**What is needed:**
Copy out the records below, changing every "one point per instance" to "a single point for each instance" and keeping everything else the same.

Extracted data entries
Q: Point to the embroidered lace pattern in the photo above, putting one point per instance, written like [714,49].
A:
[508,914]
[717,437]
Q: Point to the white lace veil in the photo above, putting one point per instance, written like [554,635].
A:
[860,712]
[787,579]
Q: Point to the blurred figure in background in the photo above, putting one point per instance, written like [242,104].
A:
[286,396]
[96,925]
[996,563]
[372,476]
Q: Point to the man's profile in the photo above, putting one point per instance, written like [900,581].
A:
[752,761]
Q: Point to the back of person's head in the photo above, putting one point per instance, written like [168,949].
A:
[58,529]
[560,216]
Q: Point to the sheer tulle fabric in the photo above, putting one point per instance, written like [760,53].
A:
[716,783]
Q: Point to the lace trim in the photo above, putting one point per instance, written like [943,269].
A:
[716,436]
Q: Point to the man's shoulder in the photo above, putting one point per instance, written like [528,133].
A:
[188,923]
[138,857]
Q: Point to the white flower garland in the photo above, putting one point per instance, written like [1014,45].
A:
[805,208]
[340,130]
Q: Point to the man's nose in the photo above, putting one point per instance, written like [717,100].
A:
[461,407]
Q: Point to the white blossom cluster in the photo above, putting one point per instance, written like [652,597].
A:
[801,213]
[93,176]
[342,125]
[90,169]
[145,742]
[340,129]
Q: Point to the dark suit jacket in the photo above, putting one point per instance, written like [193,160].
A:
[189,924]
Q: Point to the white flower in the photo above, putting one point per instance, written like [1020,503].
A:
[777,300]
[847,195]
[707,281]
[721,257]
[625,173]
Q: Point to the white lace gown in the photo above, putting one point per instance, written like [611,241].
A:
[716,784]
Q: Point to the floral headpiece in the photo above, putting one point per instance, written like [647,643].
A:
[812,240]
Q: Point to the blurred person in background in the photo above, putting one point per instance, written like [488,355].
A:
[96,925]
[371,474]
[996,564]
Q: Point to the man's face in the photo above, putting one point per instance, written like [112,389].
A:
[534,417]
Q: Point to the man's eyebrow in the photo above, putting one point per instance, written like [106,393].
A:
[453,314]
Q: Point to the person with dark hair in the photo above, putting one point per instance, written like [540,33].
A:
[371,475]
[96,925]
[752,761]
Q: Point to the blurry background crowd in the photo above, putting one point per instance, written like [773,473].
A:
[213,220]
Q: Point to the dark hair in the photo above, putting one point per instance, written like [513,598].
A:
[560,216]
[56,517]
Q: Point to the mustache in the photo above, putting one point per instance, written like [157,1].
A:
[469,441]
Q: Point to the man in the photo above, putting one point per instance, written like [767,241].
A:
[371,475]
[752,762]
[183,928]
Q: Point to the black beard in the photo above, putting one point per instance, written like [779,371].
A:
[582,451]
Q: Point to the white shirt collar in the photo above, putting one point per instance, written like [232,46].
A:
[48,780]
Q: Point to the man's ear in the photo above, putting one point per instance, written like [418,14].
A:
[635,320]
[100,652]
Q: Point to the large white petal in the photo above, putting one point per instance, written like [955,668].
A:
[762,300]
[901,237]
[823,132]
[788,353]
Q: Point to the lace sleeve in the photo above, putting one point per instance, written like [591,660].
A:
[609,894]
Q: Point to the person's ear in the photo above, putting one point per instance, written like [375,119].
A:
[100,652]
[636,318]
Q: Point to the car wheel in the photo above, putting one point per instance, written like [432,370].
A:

**Answer to the exercise:**
Q: Point to the embroidered lace pattern in the photo above, putting a single point for each instance, written like [714,49].
A:
[508,914]
[717,437]
Q: Point to the white lace veil in the photo above, putting a single point for each instance, written like [554,635].
A:
[860,712]
[787,579]
Q: Point to the blurred figure in background in the photo above, putting a single point for each instance, written like [242,104].
A:
[286,396]
[96,925]
[996,563]
[372,476]
Q: Point to the man's profile in the photo above, putting a single point for each instance, written like [900,581].
A:
[752,761]
Q: Point to the back of person's head in the photo above, putting a single point for each instance, written like [168,949].
A:
[58,529]
[560,216]
Q: Point to the sheer tulle fabric in the photo above, putting a single point for each instance, written like [760,53].
A:
[716,783]
Q: Point to the lace trim in the photo above, putting a single point for each instance, written like [943,269].
A:
[716,436]
Q: Point to the man's shoulder in the photo above, putting a single point for each instance, written like [528,133].
A:
[188,923]
[138,857]
Q: Point to the white flower garland in the photo above, putting a single point for each instance, written like [1014,45].
A:
[805,208]
[340,130]
Q: Point to the man's nose in the photo above, putting a single point for each instance, written like [717,100].
A:
[461,407]
Q: Point to the white blossom cluster in the photo above, putting a single point for each instance, written like [652,597].
A:
[801,213]
[93,176]
[342,125]
[90,169]
[145,742]
[340,129]
Q: Point to the dark suit jacket in the photo above, putting a single point for each instance, written like [193,160].
A:
[189,924]
Q: Point to the white flower in the photo above, putting a single point for each instance, written like [1020,503].
A:
[777,300]
[847,195]
[707,281]
[721,257]
[625,173]
Q: Point to the white lace gown in the photo above, putting a single point for each instance, written like [611,241].
A:
[716,784]
Q: Point to the floral headpiece in the photo above, putting a single point for each instance, written like [647,643].
A:
[812,240]
Q: Point to the blurred person in background in the photo above, putting a single point for each instance, written like [488,355].
A:
[96,925]
[371,474]
[996,564]
Q: Point to the man's face in the photo above, putting a single point for each instance, written like [112,389].
A:
[534,417]
Q: Point to the man's eyebrow in the photo above, putting a single point for each instance, written like [106,393].
A:
[453,314]
Q: Point to the person with dark hair in the photo above, putting a single point for each instance, written like [540,33].
A:
[371,475]
[96,925]
[752,761]
Q: Point to the blurry background crowd in the photo above, putting a single point for each instance, written like [773,473].
A:
[213,220]
Q: Point to the dark hair in the photo above, putting a single point for each instance, written like [513,598].
A:
[560,216]
[56,517]
Q: Point to the mustache in the photo above, putting a single point for each instance, written like [157,1].
A:
[469,441]
Q: Point to the man in the photo above, putting a single point for each instance, written like [767,241].
A:
[371,475]
[752,762]
[183,928]
Q: Point to the black beard in the photo above, putting a single point for each instance, written like [779,371].
A:
[582,451]
Q: Point to the white shirt collar in the photo above, putting a single point for each instance, written like [232,46].
A:
[48,780]
Q: Point to the man's ear in the photo above, putting a single point for each instance, written like [418,14].
A:
[635,320]
[100,652]
Q: Point to the large white petal in the photo above, putting a single point for each instance, written like [955,668].
A:
[762,300]
[901,237]
[823,132]
[788,353]
Q: Point to the lace sleeve in the photo above, putting a single point for each instance, written like [591,660].
A:
[609,894]
Q: Point to the person's ear in the photo above, putting a single point for each instance, written like [375,119].
A:
[100,652]
[636,318]
Q: Point to the car wheel in the photo above, putting a single point for each instance, written like [432,370].
A:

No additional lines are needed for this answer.